### [Work item]
Every record shown below should be duplicated exactly.

### [Natural language region descriptions]
======

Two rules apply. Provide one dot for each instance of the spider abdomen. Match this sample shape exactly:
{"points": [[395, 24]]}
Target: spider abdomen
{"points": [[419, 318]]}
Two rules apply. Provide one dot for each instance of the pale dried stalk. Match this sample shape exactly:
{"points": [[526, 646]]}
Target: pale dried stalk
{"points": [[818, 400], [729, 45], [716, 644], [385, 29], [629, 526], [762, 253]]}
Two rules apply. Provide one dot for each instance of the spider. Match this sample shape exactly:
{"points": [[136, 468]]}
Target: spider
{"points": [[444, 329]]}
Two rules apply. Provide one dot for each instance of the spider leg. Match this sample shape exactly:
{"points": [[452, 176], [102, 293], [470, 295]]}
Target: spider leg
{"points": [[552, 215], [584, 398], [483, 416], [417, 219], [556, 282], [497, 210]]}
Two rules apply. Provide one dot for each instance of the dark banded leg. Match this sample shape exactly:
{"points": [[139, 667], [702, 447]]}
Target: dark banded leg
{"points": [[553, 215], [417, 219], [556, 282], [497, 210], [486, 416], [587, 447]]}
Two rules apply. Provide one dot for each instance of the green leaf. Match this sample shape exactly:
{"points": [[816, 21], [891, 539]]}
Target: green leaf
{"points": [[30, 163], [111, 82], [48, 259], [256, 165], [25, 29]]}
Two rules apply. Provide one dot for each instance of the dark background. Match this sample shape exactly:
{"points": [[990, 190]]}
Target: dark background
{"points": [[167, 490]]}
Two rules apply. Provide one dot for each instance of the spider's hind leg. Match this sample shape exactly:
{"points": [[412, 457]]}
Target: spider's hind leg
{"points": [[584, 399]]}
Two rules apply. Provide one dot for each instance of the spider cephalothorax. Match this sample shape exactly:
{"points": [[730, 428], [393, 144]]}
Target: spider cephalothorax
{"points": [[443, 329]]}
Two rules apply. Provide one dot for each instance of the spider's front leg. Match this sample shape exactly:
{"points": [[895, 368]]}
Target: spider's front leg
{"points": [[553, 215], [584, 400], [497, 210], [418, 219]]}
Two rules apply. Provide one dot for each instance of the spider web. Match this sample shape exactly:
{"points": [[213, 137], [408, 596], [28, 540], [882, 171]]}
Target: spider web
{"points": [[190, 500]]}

======

### [Output of the task]
Two rules apply. Provide one dot for each instance of the spider abdomen. Match this sample shape exactly:
{"points": [[395, 24]]}
Target: spider abdomen
{"points": [[419, 318]]}
Two rules apply. Provide one dot for each instance of the pale dried stalk. Match this sample shape exactly:
{"points": [[526, 646]]}
Target: pale dried stalk
{"points": [[818, 400], [729, 45], [716, 644], [385, 29], [629, 526], [762, 253]]}
Two rules apply. Provide one dot for each instance of the spider. Match this sample shape exactly:
{"points": [[136, 468]]}
Target: spider
{"points": [[444, 329]]}
Two rules apply. Provide one dot for each instance of the spider leg. Match this sample shape exactly:
{"points": [[452, 176], [102, 293], [470, 295]]}
Target: spider leg
{"points": [[552, 215], [584, 398], [483, 416], [417, 219], [556, 282], [497, 210]]}
Two rules apply. Provide one dot for each instance of the dark banded leg. Match this sample shape exactly:
{"points": [[139, 667], [702, 447]]}
Target: dark banded leg
{"points": [[553, 215], [417, 219], [556, 282], [497, 210], [486, 416], [587, 447]]}
Two rules apply. Provide one dot for each instance of the green leaf. Match this sample shape exactly:
{"points": [[816, 21], [891, 539]]}
Target: green leaf
{"points": [[30, 163], [111, 82], [48, 259], [256, 165], [25, 29]]}
Two rules apply. Provide one dot for each instance of the dark background. Match this sample shape exactly:
{"points": [[990, 190]]}
Target: dark background
{"points": [[167, 490]]}
Two rules apply. Provide one dot for each instance of the spider's hind leg. Match this sample shape exactly:
{"points": [[412, 457]]}
Target: spider's hind leg
{"points": [[584, 399]]}
Two rules apply. Provide one dot for each instance of the spider cephalothorax. Match this sample shape exactly:
{"points": [[730, 428], [393, 144]]}
Target: spider cephalothorax
{"points": [[443, 329]]}
Two rules apply. Provide one dot for each instance of the spider's front leg. Match this sample shape exactly:
{"points": [[895, 368]]}
Target: spider's front leg
{"points": [[553, 215], [584, 400], [497, 210], [418, 219]]}
Two rules apply. Provide one dot for each instance of the spider web. Match this sample shape exactly:
{"points": [[213, 137], [408, 596], [28, 540], [882, 171]]}
Target: spider web
{"points": [[190, 500]]}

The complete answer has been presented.